§ **Set exercise 1**
List every bracketed tag in the subject line of the mailing-list reply about slimdump.

§ **Passage provided**
______

Re: [Crash-utility] [Patch 1/4][kernel][slimdump] Add new elf-note of type NT_NOCOREDUMP to capture slimdump

Wednesday, 5 October 2011

On Wed, Oct 05, 2011 at 03:17:27PM +0530, K.Prasad wrote:
...
 We don't want to capture memory dump when the machine crashes due
to
 faulty cache, because the end-user derives no benefit by receiving a
 bulky vmcore and running crash analysis tools over them. Instead a
 'slimdump' that contains a meaningful message about the origin of crash
 (and which can be understood by his analysis tools) would be better, or
 so I thought. 
Ok, this makes sense, a meaningful message along with the MCE decoded
properly in userfriendly language so that one can understand why the
system has not captured vmcore.

...
 There are possibly several hardware errors which cause system crash
and
 the kdump would capture full vmcore, although it doesn't make sense (I
 wouldn't have cared about the second example, you cited, if they did not
 generate MCE, but a different exception). In an ideal situation, each of
 these error paths would 'subscribe' to slimdump and add a meaningful
 message in the NT_NOCOREDUMP note instead of letting the user-space copy
 the old kernel memory. 
Yep, I see.

...
 Fine with me. I see that the various IA32_MCi_Status registers will
hold
 information about the error and use that to classify MCEs.

______

§ **Supplied material**
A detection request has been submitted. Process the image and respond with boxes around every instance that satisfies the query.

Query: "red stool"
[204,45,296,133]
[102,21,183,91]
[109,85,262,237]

______

§ **Set exercise 2**
Return the listing that follows the mailing-list reply about slimdump, keeping every line unchanged.

§ **Complete answer 1**
[Crash-utility], [Patch 1/4], [kernel], [slimdump]

§ **Complete answer 2**
A detection request has been submitted. Process the image and respond with boxes around every instance that satisfies the query.

Query: "red stool"
[204,45,296,133]
[102,21,183,91]
[109,85,262,237]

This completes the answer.